EXERCISES:
a - Reproduce the passage of the Luis Raúl Sandoval Vallejo biography starting at "Luis Raúl Sandoval" and ending at "known as UniMás).".
b - Proceed with the Luis Raúl Sandoval Vallejo biography, picking up after its final sentence.

Luis Raúl Sandoval Vallejo (born 20 October 1980) is a Mexican actor, reporter and entertainer. He is currently a reporter for the morning TV Show ¡Despierta América!, a production of Univision, and a co-host to the Buena Vibra Morning Show on K-Love 107.5 FM KLVE radio station in Los Angeles. He was also the host for the TV show "Lánzate" from Telefutura (now known as UniMás).

== Career ==
Sandoval was born in Nayarit, Mexico, but left at the age of 17 to pursue his studies of communication at the Autonomous University of Baja California UABC. He eventually arrived in the United States at the age of 22, He began his professional career as an assistant for the morning show "Piolín por la Mañana," and later he was cast to be the star reporter based in Los Angeles for the national morning show Despierta America where he currently works.

In December 2013, Sandoval interviewed the singer Britney Spears on Despierta America, and asked what her favorite aspect of Latino culture was, Spears replied that Latinos were "very sexy," and they made her think of the typical "bad boy" type that fathers warn daughters against. Spears' responses in the interview were criticized online, including by Fox News Latino, the Latin Times and the International Business Times.

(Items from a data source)
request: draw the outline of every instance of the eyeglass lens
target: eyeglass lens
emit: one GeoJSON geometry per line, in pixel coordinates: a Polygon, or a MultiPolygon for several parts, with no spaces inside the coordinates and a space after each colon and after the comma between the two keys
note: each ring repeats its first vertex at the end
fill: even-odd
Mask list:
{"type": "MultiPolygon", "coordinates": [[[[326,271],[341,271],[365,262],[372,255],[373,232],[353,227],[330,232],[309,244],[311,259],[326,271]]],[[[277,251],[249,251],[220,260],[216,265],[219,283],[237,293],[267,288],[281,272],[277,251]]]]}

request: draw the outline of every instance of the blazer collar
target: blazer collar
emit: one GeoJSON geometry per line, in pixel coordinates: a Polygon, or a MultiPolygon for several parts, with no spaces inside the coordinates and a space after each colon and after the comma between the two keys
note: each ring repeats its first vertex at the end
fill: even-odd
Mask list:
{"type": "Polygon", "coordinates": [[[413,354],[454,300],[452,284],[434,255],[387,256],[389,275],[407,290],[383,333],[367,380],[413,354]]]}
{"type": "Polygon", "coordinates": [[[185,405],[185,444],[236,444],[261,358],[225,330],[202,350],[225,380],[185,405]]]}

ANSWERS PER TASK:
a -
Luis Raúl Sandoval Vallejo (born 20 October 1980) is a Mexican actor, reporter and entertainer. He is currently a reporter for the morning TV Show ¡Despierta América!, a production of Univision, and a co-host to the Buena Vibra Morning Show on K-Love 107.5 FM KLVE radio station in Los Angeles. He was also the host for the TV show "Lánzate" from Telefutura (now known as UniMás).

b -
As of March 31, 2025, Sandoval co-hosts the morning radio show "Buena Vibra" on K-LOVE 107.5 FM in Los Angeles, where he shares the microphone with Erika Reyna and new co-host Alejandra Espinoza, as reported by the Los Angeles Times en Español. The show is noted for its comedic, interactive, and refreshing focus on topics relevant to the local Latino community.

==Personal life==
On October 11, 2018 (National coming out day), Sandoval came out as gay on ¡Despierta América! and shares his personal story to honor the memory of Jamel Myles. On June 19, 2021, Sandoval married Renato Pérez.

==Awards and nominations==
- In 2014, Despierta America was nominated for an Emmy Award for Outstanding Morning Program in Spanish, with Sandoval (as director, general producer and correspondent) named as part of the team responsible.
- In 2018, Sandoval received a Daytime Emmy for his contribution to “¡Despierta América!” and a Los Angeles Area Emmy for his work on “Rose Parade” live broadcast.
- In 2019, he was a recipient of a GLAAD Media Award in the category of Outstanding TV Journalism – Newsmagazine (Spanish-Language) at the 30th annual GLAAD ceremony.